◆ 課題文 ◆
ソコル宇宙船のリークチェック、このあと信じられないミスを(出典:JAXA)

5週間にわたる今回のロシアでの訓練が終わりました。

午前中は、2時間に及ぶISS生命維持システムの口答試験。
NASAでの試験というと、生徒と教官、スーパーバイザーの3人といった最低限の人数で、どちらかと言えばクローズドな印象なのですが、ここ星の街での試験は全く違います。

今日の試験では、インストラクターが3人、実際にシステムを開発したエネルギアという会社から専門家が2人、インストラクターの上司が1人という、計6名の豪華攻撃陣による、さながら圧迫面接のような雰囲気のなか行われました。

試験の流れは、試験官からの質問に次々答えていき、最後に自分の成績を5点満点で評価されるというものです。

今日は序盤から怒涛の猛攻を受け、終始相手のペースで試合が進みましたが、こちらも粘りに粘りついに決定的なチャンスは相手に与えず、最後までゴールは割らせませんでした(イメージ)。

◆ 設問 ◆
1. 課題文によると、今日の試験では試験官が計何名いましたか?
2. 課題文の「今日の試験では、インストラク」から「せませんでした(イメージ)。」までをそのまま書き写してください。

データセットのエントリ
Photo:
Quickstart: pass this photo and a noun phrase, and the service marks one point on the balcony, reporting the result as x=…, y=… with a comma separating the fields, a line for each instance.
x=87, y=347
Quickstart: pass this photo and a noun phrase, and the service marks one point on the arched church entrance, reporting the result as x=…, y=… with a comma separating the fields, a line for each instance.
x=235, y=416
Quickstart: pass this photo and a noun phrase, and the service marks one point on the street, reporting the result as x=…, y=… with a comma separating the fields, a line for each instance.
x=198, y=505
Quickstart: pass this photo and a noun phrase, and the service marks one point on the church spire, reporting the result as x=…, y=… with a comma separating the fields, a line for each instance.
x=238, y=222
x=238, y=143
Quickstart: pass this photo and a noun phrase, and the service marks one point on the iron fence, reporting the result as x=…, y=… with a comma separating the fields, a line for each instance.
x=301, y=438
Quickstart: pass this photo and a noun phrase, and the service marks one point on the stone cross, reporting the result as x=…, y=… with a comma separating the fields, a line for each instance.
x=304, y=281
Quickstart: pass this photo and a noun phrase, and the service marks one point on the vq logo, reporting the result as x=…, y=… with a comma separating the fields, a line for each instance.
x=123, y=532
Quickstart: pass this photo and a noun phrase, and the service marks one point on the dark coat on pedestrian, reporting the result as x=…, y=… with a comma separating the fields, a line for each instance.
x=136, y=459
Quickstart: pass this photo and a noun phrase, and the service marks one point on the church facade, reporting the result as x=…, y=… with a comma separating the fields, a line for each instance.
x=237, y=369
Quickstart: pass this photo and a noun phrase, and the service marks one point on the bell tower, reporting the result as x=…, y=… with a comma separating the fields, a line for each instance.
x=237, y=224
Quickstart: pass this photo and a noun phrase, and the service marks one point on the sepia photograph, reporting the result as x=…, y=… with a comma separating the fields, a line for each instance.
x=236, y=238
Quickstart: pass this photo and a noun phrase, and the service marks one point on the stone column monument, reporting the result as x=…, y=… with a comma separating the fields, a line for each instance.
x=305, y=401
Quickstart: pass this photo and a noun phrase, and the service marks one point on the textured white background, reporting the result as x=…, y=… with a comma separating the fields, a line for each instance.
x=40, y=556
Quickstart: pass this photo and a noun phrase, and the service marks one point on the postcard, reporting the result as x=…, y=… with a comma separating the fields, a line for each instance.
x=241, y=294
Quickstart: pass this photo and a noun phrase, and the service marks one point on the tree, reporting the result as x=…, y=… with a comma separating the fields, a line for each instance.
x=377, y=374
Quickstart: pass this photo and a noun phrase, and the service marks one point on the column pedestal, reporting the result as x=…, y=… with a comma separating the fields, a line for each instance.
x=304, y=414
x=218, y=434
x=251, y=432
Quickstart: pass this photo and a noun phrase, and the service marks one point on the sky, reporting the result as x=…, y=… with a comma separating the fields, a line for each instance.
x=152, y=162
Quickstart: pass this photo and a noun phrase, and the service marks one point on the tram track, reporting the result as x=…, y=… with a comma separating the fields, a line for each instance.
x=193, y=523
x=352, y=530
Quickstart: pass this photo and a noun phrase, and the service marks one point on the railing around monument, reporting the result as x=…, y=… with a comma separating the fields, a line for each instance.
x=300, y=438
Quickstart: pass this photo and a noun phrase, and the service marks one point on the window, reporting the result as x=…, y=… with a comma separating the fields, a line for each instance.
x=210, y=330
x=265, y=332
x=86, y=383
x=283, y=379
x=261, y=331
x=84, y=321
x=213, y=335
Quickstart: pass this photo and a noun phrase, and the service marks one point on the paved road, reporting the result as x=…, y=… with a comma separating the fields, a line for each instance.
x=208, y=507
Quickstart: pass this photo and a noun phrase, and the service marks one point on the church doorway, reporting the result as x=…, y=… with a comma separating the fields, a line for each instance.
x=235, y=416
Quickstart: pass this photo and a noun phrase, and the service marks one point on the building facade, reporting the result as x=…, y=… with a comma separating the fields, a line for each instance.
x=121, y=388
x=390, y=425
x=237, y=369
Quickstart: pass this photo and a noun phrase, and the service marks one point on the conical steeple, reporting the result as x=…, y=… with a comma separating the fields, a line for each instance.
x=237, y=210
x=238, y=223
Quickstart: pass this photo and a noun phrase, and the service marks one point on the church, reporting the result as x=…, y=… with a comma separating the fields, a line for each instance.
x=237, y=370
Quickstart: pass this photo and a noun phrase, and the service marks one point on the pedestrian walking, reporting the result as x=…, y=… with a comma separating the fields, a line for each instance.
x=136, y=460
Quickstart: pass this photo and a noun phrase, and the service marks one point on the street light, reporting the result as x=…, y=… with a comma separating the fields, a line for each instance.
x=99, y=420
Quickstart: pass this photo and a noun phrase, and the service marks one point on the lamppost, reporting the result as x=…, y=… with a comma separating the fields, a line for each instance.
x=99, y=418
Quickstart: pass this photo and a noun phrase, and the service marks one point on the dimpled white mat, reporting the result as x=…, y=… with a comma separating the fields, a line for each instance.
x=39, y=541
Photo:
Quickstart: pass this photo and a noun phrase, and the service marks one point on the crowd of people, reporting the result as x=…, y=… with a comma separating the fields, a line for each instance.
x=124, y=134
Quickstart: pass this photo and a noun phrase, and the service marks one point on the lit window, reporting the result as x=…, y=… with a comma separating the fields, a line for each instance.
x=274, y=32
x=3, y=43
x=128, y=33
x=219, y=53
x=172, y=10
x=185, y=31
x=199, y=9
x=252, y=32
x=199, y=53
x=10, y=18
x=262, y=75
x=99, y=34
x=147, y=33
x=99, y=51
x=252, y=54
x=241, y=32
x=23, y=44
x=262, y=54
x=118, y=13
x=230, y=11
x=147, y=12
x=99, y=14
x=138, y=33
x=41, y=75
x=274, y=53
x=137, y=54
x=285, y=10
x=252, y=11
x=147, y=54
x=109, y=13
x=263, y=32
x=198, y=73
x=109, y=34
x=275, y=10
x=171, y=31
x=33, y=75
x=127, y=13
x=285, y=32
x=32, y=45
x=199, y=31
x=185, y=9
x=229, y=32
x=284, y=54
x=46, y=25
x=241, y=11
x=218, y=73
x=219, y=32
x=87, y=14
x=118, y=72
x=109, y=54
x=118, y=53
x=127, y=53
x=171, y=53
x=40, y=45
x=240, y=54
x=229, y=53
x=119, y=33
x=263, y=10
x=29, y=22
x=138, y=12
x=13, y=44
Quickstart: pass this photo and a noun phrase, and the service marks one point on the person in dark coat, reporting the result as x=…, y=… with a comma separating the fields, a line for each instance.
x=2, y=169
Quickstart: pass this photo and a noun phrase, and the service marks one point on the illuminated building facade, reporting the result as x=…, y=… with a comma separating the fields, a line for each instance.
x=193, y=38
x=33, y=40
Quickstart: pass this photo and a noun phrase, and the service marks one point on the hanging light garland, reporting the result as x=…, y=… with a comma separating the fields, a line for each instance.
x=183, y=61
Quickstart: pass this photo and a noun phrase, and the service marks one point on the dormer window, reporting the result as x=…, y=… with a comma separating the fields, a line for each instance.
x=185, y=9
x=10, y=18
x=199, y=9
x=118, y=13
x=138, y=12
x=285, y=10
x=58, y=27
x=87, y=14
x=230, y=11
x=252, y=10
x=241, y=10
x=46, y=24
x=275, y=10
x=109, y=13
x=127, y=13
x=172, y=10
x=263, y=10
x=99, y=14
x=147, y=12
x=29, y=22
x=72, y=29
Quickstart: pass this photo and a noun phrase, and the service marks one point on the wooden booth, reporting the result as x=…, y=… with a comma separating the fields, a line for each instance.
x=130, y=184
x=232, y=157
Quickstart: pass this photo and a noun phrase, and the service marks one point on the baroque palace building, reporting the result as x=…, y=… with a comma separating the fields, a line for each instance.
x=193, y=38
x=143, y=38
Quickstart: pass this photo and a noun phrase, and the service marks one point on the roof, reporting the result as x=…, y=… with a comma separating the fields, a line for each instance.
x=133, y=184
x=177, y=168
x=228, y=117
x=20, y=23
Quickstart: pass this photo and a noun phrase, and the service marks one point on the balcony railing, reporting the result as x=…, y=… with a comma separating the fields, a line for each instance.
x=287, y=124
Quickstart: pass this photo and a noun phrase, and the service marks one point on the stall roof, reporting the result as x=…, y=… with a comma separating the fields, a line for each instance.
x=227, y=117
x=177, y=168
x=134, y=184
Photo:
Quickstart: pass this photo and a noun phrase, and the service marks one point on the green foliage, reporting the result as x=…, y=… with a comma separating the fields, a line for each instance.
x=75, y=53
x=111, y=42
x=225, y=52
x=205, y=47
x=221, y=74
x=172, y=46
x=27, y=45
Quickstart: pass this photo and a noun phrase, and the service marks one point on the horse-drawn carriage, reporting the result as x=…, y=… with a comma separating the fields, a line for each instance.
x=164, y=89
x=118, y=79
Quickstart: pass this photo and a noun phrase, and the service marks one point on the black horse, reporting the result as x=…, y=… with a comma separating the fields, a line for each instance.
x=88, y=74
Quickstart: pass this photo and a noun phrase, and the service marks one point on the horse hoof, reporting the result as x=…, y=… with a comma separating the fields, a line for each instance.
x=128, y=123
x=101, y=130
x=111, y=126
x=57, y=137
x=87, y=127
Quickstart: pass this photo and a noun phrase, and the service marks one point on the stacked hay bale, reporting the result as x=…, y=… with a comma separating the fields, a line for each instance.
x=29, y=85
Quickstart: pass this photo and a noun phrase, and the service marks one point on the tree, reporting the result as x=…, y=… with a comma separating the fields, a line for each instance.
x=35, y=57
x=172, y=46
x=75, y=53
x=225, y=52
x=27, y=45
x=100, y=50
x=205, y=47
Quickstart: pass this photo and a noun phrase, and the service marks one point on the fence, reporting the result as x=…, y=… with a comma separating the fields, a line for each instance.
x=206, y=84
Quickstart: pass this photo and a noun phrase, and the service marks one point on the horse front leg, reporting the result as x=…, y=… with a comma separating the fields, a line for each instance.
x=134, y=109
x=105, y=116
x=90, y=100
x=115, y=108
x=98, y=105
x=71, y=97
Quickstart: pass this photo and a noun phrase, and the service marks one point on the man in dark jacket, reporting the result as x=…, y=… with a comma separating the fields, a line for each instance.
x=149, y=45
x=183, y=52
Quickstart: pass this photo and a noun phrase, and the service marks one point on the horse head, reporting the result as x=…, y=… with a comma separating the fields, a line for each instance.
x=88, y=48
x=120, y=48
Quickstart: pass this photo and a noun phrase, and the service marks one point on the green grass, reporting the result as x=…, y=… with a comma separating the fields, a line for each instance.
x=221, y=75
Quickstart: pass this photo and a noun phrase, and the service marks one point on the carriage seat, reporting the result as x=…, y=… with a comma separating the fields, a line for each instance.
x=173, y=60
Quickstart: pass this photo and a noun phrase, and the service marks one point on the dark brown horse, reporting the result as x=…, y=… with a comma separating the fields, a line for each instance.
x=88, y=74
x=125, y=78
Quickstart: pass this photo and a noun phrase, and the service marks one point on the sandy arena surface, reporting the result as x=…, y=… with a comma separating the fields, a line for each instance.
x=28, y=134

◆ 各設問の解答 ◆
1. 計6名です。

2.
今日の試験では、インストラクターが3人、実際にシステムを開発したエネルギアという会社から専門家が2人、インストラクターの上司が1人という、計6名の豪華攻撃陣による、さながら圧迫面接のような雰囲気のなか行われました。

試験の流れは、試験官からの質問に次々答えていき、最後に自分の成績を5点満点で評価されるというものです。

今日は序盤から怒涛の猛攻を受け、終始相手のペースで試合が進みましたが、こちらも粘りに粘りついに決定的なチャンスは相手に与えず、最後までゴールは割らせませんでした(イメージ)。